• _Exercise instructions_
Copy out exactly every line from the line containing "Return the outline of every instance of the rocky" until the records below end, inclusive of both boundary lines.
-------- Supplied information
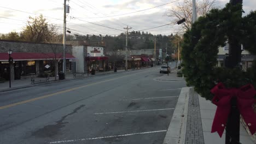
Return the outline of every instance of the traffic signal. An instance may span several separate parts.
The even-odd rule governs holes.
[[[185,19],[185,18],[183,18],[183,19],[182,19],[178,21],[177,22],[177,24],[178,25],[180,25],[183,22],[184,22],[185,21],[186,21],[186,19]]]

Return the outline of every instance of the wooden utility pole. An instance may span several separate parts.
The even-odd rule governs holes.
[[[230,3],[233,5],[242,4],[242,0],[230,0]],[[234,11],[236,12],[236,11]],[[242,17],[242,10],[239,16]],[[235,30],[235,29],[234,29]],[[242,50],[240,40],[232,35],[229,35],[229,56],[225,58],[226,67],[232,69],[240,66]],[[237,99],[232,97],[231,100],[231,111],[226,126],[226,144],[239,144],[240,131],[240,113],[237,106]]]
[[[154,52],[154,57],[155,58],[155,61],[154,61],[154,64],[155,67],[155,61],[156,60],[156,58],[155,57],[155,50]]]
[[[129,27],[128,26],[127,26],[127,27],[124,28],[124,29],[126,30],[126,43],[125,44],[125,70],[127,70],[127,46],[128,45],[128,30],[132,29],[132,28]]]
[[[62,72],[64,76],[66,74],[66,57],[65,57],[65,50],[66,50],[66,1],[64,0],[64,21],[63,21],[63,65],[62,65]]]

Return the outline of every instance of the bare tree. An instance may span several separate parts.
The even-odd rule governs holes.
[[[217,0],[196,1],[197,17],[205,16],[211,9],[216,8],[217,3]],[[172,23],[173,24],[185,18],[186,21],[182,24],[182,31],[184,32],[189,29],[192,25],[192,9],[193,1],[183,0],[183,2],[178,2],[176,7],[169,10],[166,14],[173,18]]]
[[[42,15],[35,17],[30,16],[21,34],[25,40],[36,43],[46,43],[56,34],[56,26],[48,23]]]

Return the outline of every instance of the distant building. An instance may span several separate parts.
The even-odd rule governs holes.
[[[218,66],[223,67],[224,59],[225,56],[229,53],[229,45],[227,44],[224,47],[219,47],[219,53],[218,53]],[[256,56],[251,55],[248,51],[243,50],[241,56],[242,68],[243,70],[246,71],[247,68],[251,68],[252,65],[253,60],[256,59]]]

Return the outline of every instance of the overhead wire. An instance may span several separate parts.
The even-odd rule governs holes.
[[[78,1],[80,1],[79,0],[78,0]],[[99,10],[99,9],[97,9],[96,7],[94,7],[93,5],[92,5],[92,4],[90,4],[90,3],[89,3],[89,2],[85,2],[85,1],[84,2],[86,3],[87,3],[88,5],[87,5],[87,4],[85,4],[85,5],[88,5],[88,7],[89,7],[91,9],[97,9],[97,10],[98,10],[98,11],[100,12],[100,13],[102,14],[102,15],[105,15],[105,16],[109,16],[109,15],[108,15],[107,14],[106,14],[104,13],[102,13],[102,12],[100,11],[100,10]],[[91,6],[93,8],[92,8],[91,7],[90,7],[90,5],[91,5]],[[128,26],[131,27],[130,26],[129,26],[129,25],[124,23],[124,22],[120,21],[119,20],[118,20],[118,19],[115,19],[115,18],[114,18],[114,17],[113,17],[113,19],[115,19],[117,22],[119,22],[122,23],[123,25],[126,25],[126,26]],[[123,27],[123,26],[122,26],[122,27]],[[133,29],[135,29],[135,28],[133,28]]]
[[[74,3],[74,2],[73,2],[72,3],[74,3],[75,5],[77,5],[80,7],[80,5],[79,5],[78,4],[77,4],[76,3]],[[74,10],[75,11],[75,10],[74,10]],[[72,11],[71,11],[71,12],[72,12]],[[73,18],[73,16],[71,16],[71,19],[72,19]],[[96,27],[94,27],[94,26],[92,26],[92,27],[94,27],[94,28],[96,28],[96,29],[97,29],[97,28],[96,28]],[[92,31],[96,31],[96,32],[100,32],[100,33],[103,33],[107,34],[107,32],[99,32],[99,31],[97,31],[97,30],[95,30],[95,29],[91,29],[91,28],[88,28],[88,27],[84,27],[84,28],[87,28],[87,29],[91,29],[91,30],[92,30]],[[101,30],[101,31],[103,31],[103,30]]]
[[[84,7],[82,7],[82,6],[80,5],[79,4],[77,4],[77,3],[75,3],[75,2],[73,2],[73,1],[72,1],[72,3],[73,3],[74,4],[76,4],[76,5],[78,5],[79,7],[82,8],[83,9],[85,10],[86,11],[90,11],[89,10],[88,10],[85,9]],[[94,14],[95,14],[94,13]],[[93,23],[93,22],[88,22],[88,21],[85,21],[85,22],[89,22],[89,23],[91,23],[91,24],[95,25],[95,23]],[[111,21],[110,21],[110,22],[111,22]],[[100,23],[100,24],[98,24],[98,25],[98,25],[98,26],[99,26],[99,25],[103,26],[103,24],[102,24],[102,23],[100,23],[100,22],[97,22],[99,23]],[[104,26],[104,27],[107,27],[107,26]],[[122,27],[123,27],[123,26],[122,26]],[[109,27],[107,27],[109,28]],[[117,29],[117,28],[112,28],[112,29]]]
[[[172,24],[172,25],[170,25]],[[152,28],[147,28],[147,29],[142,29],[142,30],[139,30],[139,31],[146,31],[146,30],[149,30],[149,29],[154,29],[154,28],[159,28],[159,27],[164,27],[164,26],[174,26],[176,24],[173,24],[173,23],[168,23],[168,24],[165,24],[165,25],[161,25],[161,26],[157,26],[157,27],[152,27]]]
[[[154,9],[154,8],[156,8],[160,7],[162,7],[162,6],[164,6],[164,5],[167,5],[167,4],[171,4],[171,3],[174,3],[174,2],[178,2],[179,1],[181,1],[181,0],[176,0],[176,1],[172,1],[172,2],[169,2],[169,3],[165,3],[165,4],[161,4],[161,5],[158,5],[158,6],[155,6],[155,7],[152,7],[152,8],[150,8],[145,9],[143,9],[143,10],[140,10],[135,11],[133,11],[133,12],[131,12],[131,13],[125,13],[125,14],[123,14],[110,15],[110,16],[102,16],[102,17],[86,17],[86,18],[88,18],[88,19],[100,19],[100,18],[110,17],[114,17],[114,16],[118,16],[129,15],[129,14],[133,14],[133,13],[141,12],[141,11],[150,10],[150,9]],[[80,17],[79,17],[79,18],[80,18]]]
[[[7,8],[7,7],[2,7],[2,6],[0,6],[0,8],[5,8],[5,9],[7,9],[14,10],[14,11],[19,11],[19,12],[24,13],[27,13],[27,14],[32,14],[32,15],[38,15],[38,14],[32,13],[30,13],[30,12],[27,12],[27,11],[22,11],[22,10],[18,10],[18,9],[11,9],[11,8]],[[55,18],[55,17],[49,17],[49,16],[44,16],[44,17],[48,17],[48,18],[50,18],[50,19],[55,19],[55,20],[60,20],[60,21],[63,21],[63,20],[60,19],[57,19],[57,18]],[[11,19],[11,18],[8,18],[8,17],[1,17],[1,16],[0,16],[0,18],[8,19],[11,19],[11,20],[18,20],[18,21],[21,21],[27,22],[26,21],[19,20],[17,20],[17,19]],[[73,23],[73,24],[74,24],[74,25],[78,25],[78,24],[76,24],[76,23],[73,23],[73,22],[71,22],[71,23]],[[83,27],[83,26],[82,26],[82,27]],[[100,32],[100,33],[102,33],[102,32],[99,32],[99,31],[97,31],[97,30],[92,29],[91,29],[91,28],[87,28],[87,27],[83,27],[83,28],[85,28],[89,29],[92,30],[92,31],[96,31],[96,32]],[[106,33],[103,33],[106,34]]]
[[[97,25],[97,26],[101,26],[101,27],[103,27],[108,28],[109,28],[109,29],[115,29],[115,30],[117,30],[117,31],[122,31],[122,32],[125,32],[125,31],[124,31],[124,30],[121,30],[121,29],[117,29],[117,28],[112,28],[112,27],[110,27],[105,26],[103,26],[103,25],[97,24],[97,23],[94,23],[94,22],[89,22],[89,21],[87,21],[80,20],[80,19],[77,19],[77,18],[74,17],[73,17],[73,18],[74,18],[74,19],[76,19],[76,20],[79,20],[79,21],[84,21],[84,22],[88,22],[88,23],[89,23],[94,24],[94,25]]]

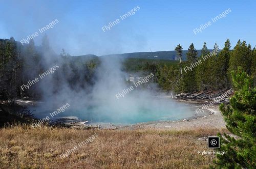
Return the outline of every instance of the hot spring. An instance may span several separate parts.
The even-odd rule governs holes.
[[[117,125],[157,121],[178,121],[204,116],[206,113],[197,114],[195,106],[176,101],[172,98],[148,96],[142,102],[139,100],[136,101],[134,97],[123,99],[122,101],[117,100],[115,102],[105,100],[105,104],[89,102],[82,106],[77,106],[71,102],[69,107],[53,118],[49,114],[57,108],[46,109],[42,106],[33,108],[36,109],[35,117],[42,119],[49,116],[50,121],[63,117],[76,117],[80,120],[88,120],[89,123],[111,123]],[[129,100],[130,99],[134,100],[133,101]]]

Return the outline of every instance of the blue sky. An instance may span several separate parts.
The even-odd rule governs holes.
[[[135,14],[102,31],[137,6]],[[194,33],[228,8],[226,17]],[[0,38],[20,41],[57,19],[45,33],[57,53],[63,48],[73,55],[174,50],[179,43],[187,49],[191,42],[197,49],[204,42],[211,49],[216,42],[223,47],[227,38],[232,47],[239,39],[256,45],[255,1],[0,0]],[[42,36],[35,38],[36,45]]]

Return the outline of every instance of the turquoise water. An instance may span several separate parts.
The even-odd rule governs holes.
[[[136,103],[131,102],[127,104],[125,102],[119,102],[119,104],[106,103],[100,106],[90,104],[82,106],[72,106],[72,103],[70,103],[70,107],[53,118],[49,115],[50,112],[55,111],[52,109],[42,110],[35,107],[36,109],[38,108],[35,115],[40,119],[48,116],[50,121],[55,118],[74,116],[93,123],[135,124],[156,121],[178,121],[192,118],[196,114],[195,106],[170,98],[154,98],[139,104]]]

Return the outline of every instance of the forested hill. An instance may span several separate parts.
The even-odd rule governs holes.
[[[209,50],[210,52],[212,50]],[[182,52],[182,60],[186,61],[187,57],[186,53],[187,52],[187,50],[184,50]],[[197,57],[199,57],[201,55],[201,50],[197,50],[198,54]],[[79,57],[90,57],[95,55],[92,54],[87,54],[84,55],[81,55]],[[125,59],[129,58],[136,58],[136,59],[153,59],[153,60],[177,60],[178,58],[177,57],[177,52],[176,51],[159,51],[155,52],[134,52],[134,53],[126,53],[122,54],[108,54],[103,55],[100,56],[100,57],[109,57],[111,58],[112,57],[120,57],[124,58]]]

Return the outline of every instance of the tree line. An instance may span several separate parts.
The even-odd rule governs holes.
[[[216,43],[214,50],[218,48]],[[233,49],[231,49],[229,40],[224,44],[223,49],[207,59],[204,57],[210,54],[206,43],[203,44],[201,54],[197,56],[197,51],[191,43],[187,52],[187,60],[182,61],[182,47],[180,44],[175,50],[179,57],[178,65],[158,66],[157,82],[166,91],[179,92],[193,92],[205,90],[226,90],[231,84],[231,72],[237,71],[238,67],[253,77],[256,84],[256,49],[251,48],[245,41],[239,40]],[[197,65],[192,70],[184,71],[186,67],[190,67],[199,60],[201,64]]]
[[[46,35],[39,46],[35,46],[33,40],[23,45],[13,37],[0,39],[0,99],[40,99],[45,92],[44,86],[49,94],[57,94],[64,85],[76,91],[86,90],[94,82],[94,72],[100,64],[97,58],[71,57],[64,49],[56,54],[50,47]],[[52,74],[51,83],[44,80],[29,90],[22,90],[23,84],[56,64],[60,71]]]

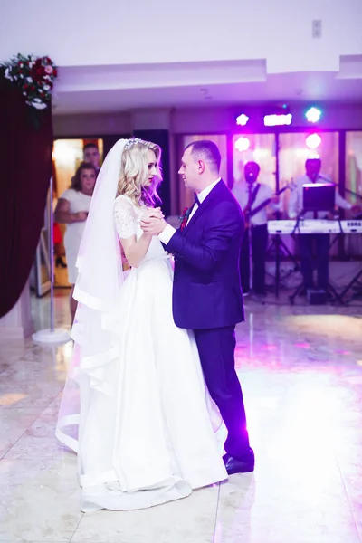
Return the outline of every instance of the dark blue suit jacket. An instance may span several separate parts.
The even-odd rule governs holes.
[[[166,245],[175,254],[173,313],[185,329],[215,329],[244,319],[239,254],[244,222],[223,181],[202,202],[187,226]]]

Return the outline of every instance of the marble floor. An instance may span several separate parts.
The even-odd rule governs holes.
[[[362,541],[362,309],[246,300],[237,328],[256,469],[151,510],[82,514],[54,437],[71,344],[0,345],[0,542]],[[33,300],[35,329],[47,300]],[[58,292],[57,325],[69,328]]]

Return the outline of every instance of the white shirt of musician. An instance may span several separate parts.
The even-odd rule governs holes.
[[[256,183],[252,185],[252,190]],[[233,194],[235,196],[236,200],[239,202],[240,207],[243,211],[245,209],[249,201],[249,184],[245,181],[242,181],[241,183],[235,183],[233,187]],[[273,191],[269,185],[265,185],[264,183],[260,183],[260,188],[258,190],[258,194],[256,195],[256,198],[254,203],[252,205],[252,211],[256,209],[261,204],[272,198],[273,195]],[[269,207],[272,207],[273,211],[280,211],[281,205],[278,204],[269,204]],[[252,215],[250,219],[250,224],[253,226],[260,226],[261,224],[266,224],[268,222],[268,205],[265,205],[263,209],[261,209]]]
[[[319,176],[316,179],[316,183],[326,183],[327,178],[327,176]],[[297,177],[295,180],[295,187],[291,193],[288,204],[288,215],[291,219],[296,219],[300,213],[303,211],[303,185],[308,183],[312,183],[312,181],[310,181],[310,177],[306,174],[304,176],[300,176],[300,177]],[[352,205],[349,204],[349,202],[342,198],[337,186],[336,205],[342,207],[342,209],[350,209],[352,207]],[[325,219],[327,218],[327,215],[328,214],[325,211],[319,211],[317,217],[319,219]],[[314,213],[312,211],[308,211],[303,216],[305,219],[313,219]]]

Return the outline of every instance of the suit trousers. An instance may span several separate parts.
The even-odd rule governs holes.
[[[195,337],[210,395],[228,431],[225,451],[243,460],[250,453],[243,392],[235,371],[234,326],[195,329]]]

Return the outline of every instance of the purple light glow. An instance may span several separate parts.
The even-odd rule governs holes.
[[[306,145],[310,149],[316,149],[322,142],[322,138],[319,134],[310,134],[306,138]]]
[[[249,138],[243,138],[241,136],[235,141],[235,149],[243,153],[243,151],[247,151],[250,148],[250,140]]]

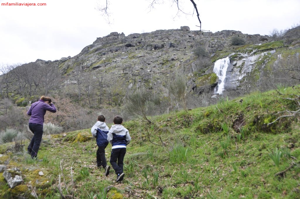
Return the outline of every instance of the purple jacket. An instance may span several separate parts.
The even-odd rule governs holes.
[[[27,111],[27,114],[31,116],[29,119],[29,123],[43,125],[44,123],[44,116],[46,114],[46,111],[55,113],[56,112],[56,108],[53,104],[49,105],[41,100],[33,103]]]

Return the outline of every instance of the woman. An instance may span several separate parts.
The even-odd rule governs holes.
[[[36,159],[42,141],[44,116],[46,111],[55,113],[56,108],[50,97],[42,96],[38,101],[32,103],[27,111],[27,114],[31,116],[29,119],[29,129],[34,134],[27,151],[32,159]]]

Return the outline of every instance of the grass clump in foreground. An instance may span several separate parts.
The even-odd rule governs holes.
[[[284,92],[300,94],[296,87]],[[242,100],[224,100],[154,117],[151,121],[159,127],[155,134],[145,130],[150,124],[125,122],[132,140],[122,183],[115,182],[113,169],[106,177],[104,170],[97,168],[94,139],[74,141],[89,129],[52,135],[41,145],[40,162],[26,161],[23,154],[14,152],[11,143],[0,145],[4,155],[0,164],[8,160],[8,168],[19,168],[22,184],[40,198],[60,198],[62,195],[80,198],[299,198],[299,116],[266,124],[278,116],[267,111],[297,106],[276,95],[257,93]],[[108,160],[111,150],[108,145]],[[2,177],[0,189],[0,198],[16,194]],[[34,198],[30,195],[28,198]]]

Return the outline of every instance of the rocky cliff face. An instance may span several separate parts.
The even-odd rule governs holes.
[[[210,77],[210,75],[213,73],[213,62],[233,50],[228,49],[232,46],[233,36],[238,37],[250,44],[263,43],[272,39],[266,35],[248,35],[233,30],[213,33],[190,31],[187,26],[127,36],[123,33],[115,32],[97,38],[73,57],[62,58],[53,61],[37,61],[40,64],[48,63],[60,68],[62,75],[67,74],[69,82],[74,83],[76,80],[70,75],[76,70],[92,74],[95,71],[109,73],[124,80],[128,84],[130,82],[132,87],[137,86],[139,84],[149,85],[154,76],[154,83],[161,84],[166,76],[179,73],[186,76],[190,88],[200,93],[205,89],[212,89],[217,84],[217,79],[213,75]],[[199,46],[203,47],[209,55],[209,67],[203,67],[194,53]]]

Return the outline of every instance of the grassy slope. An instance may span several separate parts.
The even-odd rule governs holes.
[[[296,87],[281,91],[300,94]],[[104,170],[96,168],[97,146],[89,129],[53,135],[50,139],[45,136],[38,153],[41,162],[12,152],[10,144],[0,145],[0,153],[6,155],[0,157],[0,164],[8,159],[9,168],[20,168],[24,184],[35,186],[39,198],[60,198],[57,185],[63,159],[65,180],[61,181],[67,185],[62,184],[64,194],[73,191],[79,198],[97,194],[98,198],[106,198],[100,196],[107,186],[114,188],[109,198],[122,198],[120,194],[128,198],[300,198],[299,117],[283,118],[268,126],[265,123],[276,118],[267,110],[295,108],[291,100],[276,96],[273,92],[257,93],[187,113],[160,115],[151,118],[152,127],[124,123],[132,140],[125,156],[123,183],[115,182],[112,169],[106,177]],[[158,145],[149,141],[143,125]],[[242,126],[241,132],[234,130]],[[277,148],[282,153],[278,167],[269,155]],[[107,159],[111,149],[106,148]],[[293,162],[298,164],[275,175]],[[45,174],[42,177],[37,174],[40,171]],[[20,191],[26,188],[9,189],[0,175],[0,198],[10,198],[16,190],[26,192]],[[23,195],[31,192],[26,191]]]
----------------
• _Task answer_
Return the outline of every instance of the rocky cliff face. An instance may span several separate parts.
The even-odd rule governs holes.
[[[210,77],[210,75],[213,73],[213,62],[233,50],[228,49],[232,46],[233,36],[238,37],[250,44],[263,43],[272,39],[266,35],[248,35],[233,30],[213,33],[190,31],[187,26],[127,36],[123,33],[115,32],[97,38],[73,57],[62,58],[53,61],[37,61],[40,64],[48,63],[60,68],[62,75],[67,74],[69,82],[74,83],[76,80],[70,75],[76,70],[92,74],[95,71],[109,73],[124,80],[128,84],[130,82],[132,87],[137,86],[139,84],[149,85],[154,76],[154,83],[161,84],[166,76],[179,73],[186,76],[190,88],[200,93],[205,89],[212,89],[217,84],[217,79],[213,75]],[[199,46],[203,47],[209,55],[209,67],[203,67],[194,53]]]

Return the outline of every instance of the grassy slope. An instance may span several separate parts.
The even-odd rule governs holes.
[[[296,87],[281,91],[300,94]],[[104,170],[96,168],[97,146],[89,129],[53,135],[50,139],[45,136],[38,153],[41,162],[12,152],[10,144],[0,145],[0,153],[6,155],[0,157],[0,164],[8,159],[9,168],[20,168],[24,184],[35,186],[39,198],[60,198],[57,185],[63,159],[65,180],[61,181],[67,185],[62,184],[64,194],[73,191],[79,198],[97,194],[98,198],[106,198],[100,196],[107,186],[114,188],[109,198],[122,198],[120,194],[128,198],[300,198],[299,117],[283,118],[268,126],[265,123],[276,118],[267,110],[295,108],[291,100],[276,96],[273,92],[257,93],[187,113],[160,115],[151,118],[152,127],[124,123],[132,140],[125,156],[123,183],[115,182],[112,169],[106,177]],[[158,145],[149,141],[143,125]],[[242,126],[241,132],[234,130]],[[277,148],[282,153],[278,167],[269,155]],[[107,159],[111,149],[106,148]],[[293,162],[298,164],[275,175]],[[45,174],[42,177],[37,174],[40,171]],[[20,191],[26,188],[9,189],[0,175],[0,198],[10,198],[16,190],[26,192]],[[23,195],[31,192],[26,191]]]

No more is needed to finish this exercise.